**Task statement:**
Resume the Carmel college FAQ for parents below, writing on from its last line.

What support & personal development will my son / daughter receive?
At Carmel there is an Support Programme which covers a range of supplementary activities which will aid you son/daughter’s personal development. Read more
All students are assigned a Personal Tutor at the start of term who will remain their tutor for their two years at the college. Personal tutors monitor both academic and personal progress and an appointment can be made by students at any time for guidance and support. Students meet with their tutors as a group once a week for an hour. Tutorial time covers several areas including careers guidance, social education, and a system for individual student reviewing and target setting. In addition PTs have time allocated to conduct regular individual interviews with students. When problems arise, students will be given extra supportive interviews.
What sort of workload is my son/daughter likely to have?
Every student is issued with a personal timetable and is expected to attend punctually all timetable subject lessons, Personal Tutor sessions and functions such as One World Day, as well as interviews arranged for them. In addition it is expected that students will spend some private study periods in the Library which is open from 8.30am to 5.00pm Monday – Friday.
You may expect your son/daughter to have work to do on most evenings in the week. It is recommended that students following an Advanced or Intermediate course should spend about fifteen hours per week on private study. This private study may consist of set exercises, essay, note making or reading.
Parents can help by encouraging reading and research in addition to work set by the tutor, encouraging the use of the College and local libraries, and by contacting College if they have any concerns. If your son/daughter appears to have little or no work to do at home, there is likely to be a problem, and you should get in touch with us.
Does the college have a disciplinary procedure?
We aim to have as few rules as possible at Carmel and if students abide by the terms of their student agreement, they are unlikely to meet with disciplinary action. However, there is a disciplinary procedure in place which follows six stages:-
Stage 1 – Verbal Warning
Stage 2 - Written Warning & Personal Tutor Interview
Stage 3 – Referral to Head of Dept and/or Personal Tutor. Interim Report Interview. Possibly Yellow Contract or Supportive Contract
Stage 4 – Red Disciplinary Contract (Formal Interview with Senior Tutor)

**Dataset excerpts:**

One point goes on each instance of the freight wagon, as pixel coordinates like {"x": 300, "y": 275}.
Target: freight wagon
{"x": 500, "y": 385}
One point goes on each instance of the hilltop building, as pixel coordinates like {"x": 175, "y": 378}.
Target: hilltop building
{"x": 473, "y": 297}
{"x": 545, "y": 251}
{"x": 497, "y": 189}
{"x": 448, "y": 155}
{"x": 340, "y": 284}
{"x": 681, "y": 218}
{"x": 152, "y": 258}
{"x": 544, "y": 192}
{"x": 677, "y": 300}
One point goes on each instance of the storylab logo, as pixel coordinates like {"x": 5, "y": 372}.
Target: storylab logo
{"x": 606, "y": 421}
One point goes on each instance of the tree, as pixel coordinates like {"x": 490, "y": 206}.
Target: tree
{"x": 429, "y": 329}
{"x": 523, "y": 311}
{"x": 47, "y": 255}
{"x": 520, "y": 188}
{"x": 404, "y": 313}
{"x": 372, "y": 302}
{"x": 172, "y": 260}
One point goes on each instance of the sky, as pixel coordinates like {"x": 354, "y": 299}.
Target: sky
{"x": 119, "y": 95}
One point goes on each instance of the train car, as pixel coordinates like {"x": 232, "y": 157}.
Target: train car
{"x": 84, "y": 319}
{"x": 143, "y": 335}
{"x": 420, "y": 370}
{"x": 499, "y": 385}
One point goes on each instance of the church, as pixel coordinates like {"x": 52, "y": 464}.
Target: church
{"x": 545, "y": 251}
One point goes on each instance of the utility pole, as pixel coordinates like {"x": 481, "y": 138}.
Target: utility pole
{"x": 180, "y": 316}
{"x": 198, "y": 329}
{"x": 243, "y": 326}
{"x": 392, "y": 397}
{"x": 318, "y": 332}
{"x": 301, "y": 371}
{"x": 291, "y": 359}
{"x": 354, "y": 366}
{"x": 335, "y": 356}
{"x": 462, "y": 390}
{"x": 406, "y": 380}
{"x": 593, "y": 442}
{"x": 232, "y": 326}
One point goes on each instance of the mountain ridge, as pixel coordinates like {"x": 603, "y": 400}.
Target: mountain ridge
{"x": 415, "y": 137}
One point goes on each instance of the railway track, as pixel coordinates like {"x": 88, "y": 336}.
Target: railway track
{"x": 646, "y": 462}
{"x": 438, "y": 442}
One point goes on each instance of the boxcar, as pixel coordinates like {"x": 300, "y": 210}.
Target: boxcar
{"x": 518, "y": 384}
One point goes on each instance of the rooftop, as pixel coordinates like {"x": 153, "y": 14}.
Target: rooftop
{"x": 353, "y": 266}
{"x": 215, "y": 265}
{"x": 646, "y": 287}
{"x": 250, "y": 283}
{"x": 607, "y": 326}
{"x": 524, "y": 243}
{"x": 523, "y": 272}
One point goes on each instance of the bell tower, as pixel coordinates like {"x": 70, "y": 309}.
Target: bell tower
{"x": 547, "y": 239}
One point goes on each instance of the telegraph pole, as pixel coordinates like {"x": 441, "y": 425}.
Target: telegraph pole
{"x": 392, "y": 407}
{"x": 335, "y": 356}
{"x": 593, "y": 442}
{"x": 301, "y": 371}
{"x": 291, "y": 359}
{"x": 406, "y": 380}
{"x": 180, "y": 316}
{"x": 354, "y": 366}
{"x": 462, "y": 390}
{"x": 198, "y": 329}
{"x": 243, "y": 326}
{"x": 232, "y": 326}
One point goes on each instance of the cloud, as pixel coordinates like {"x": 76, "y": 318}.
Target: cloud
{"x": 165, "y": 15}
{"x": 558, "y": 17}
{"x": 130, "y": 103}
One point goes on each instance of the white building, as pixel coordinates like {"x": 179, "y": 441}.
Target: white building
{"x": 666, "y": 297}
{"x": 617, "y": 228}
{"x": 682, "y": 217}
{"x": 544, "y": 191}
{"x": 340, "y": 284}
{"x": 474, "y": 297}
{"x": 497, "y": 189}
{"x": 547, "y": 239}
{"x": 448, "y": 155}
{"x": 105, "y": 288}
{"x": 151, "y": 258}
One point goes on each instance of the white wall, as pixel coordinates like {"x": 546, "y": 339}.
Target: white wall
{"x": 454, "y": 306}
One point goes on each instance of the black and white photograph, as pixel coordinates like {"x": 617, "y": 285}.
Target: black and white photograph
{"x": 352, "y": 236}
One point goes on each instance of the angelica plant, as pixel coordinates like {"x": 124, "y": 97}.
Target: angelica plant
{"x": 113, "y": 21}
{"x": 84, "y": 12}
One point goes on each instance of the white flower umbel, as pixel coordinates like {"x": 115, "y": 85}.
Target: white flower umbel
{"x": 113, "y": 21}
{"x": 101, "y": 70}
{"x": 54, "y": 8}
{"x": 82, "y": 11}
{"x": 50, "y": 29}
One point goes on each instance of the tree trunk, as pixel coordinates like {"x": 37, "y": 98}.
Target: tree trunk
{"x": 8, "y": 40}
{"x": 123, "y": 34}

**Final answer:**
Stage 5 – Suspension - Disciplinary panel, including Principal and Senior Tutor
Stage 6 – Exclusion
There is a brief outline of this procedure in the student diary or a full copy is available from Personal Tutors and the College Library.
Depending on the level of seriousness of any particular incident, the college reserves the right to bypass the disciplinary stages.
What if my son/daughter requires additional learning support?
Learning Support is available from staff who are experienced in working with a range of disabilities and support needs. Read more
Will my son/daughter receive careers guidance and help with applying to university?
All students will have important decisions to make regarding their future during their time at Carmel. The College is committed to providing support in order to help students make these decisions. Read more
My son/daughter wants to apply to Oxford, Cambridge or demanding university course such as Medicine. What support is available?
Carmel College offers a High Achievers Programme designed to offer specific support to those students who achieve mostly As and A*s at GCSE. The Programme includes, amongst other things, specially designed tutorials and visits to Oxford and Cambridge. Read more
What advice do you give about part time work?
Part-time jobs may provide benefits to students, financially, personally and socially but it is important to keep a sense of proportion and not allow commitment to a job to interfere with college work. We would recommend that 8 hours a week is the maximum that a student should spend on part-time work, particularly at exam preparation time. Part-time jobs should not be taken during college hours.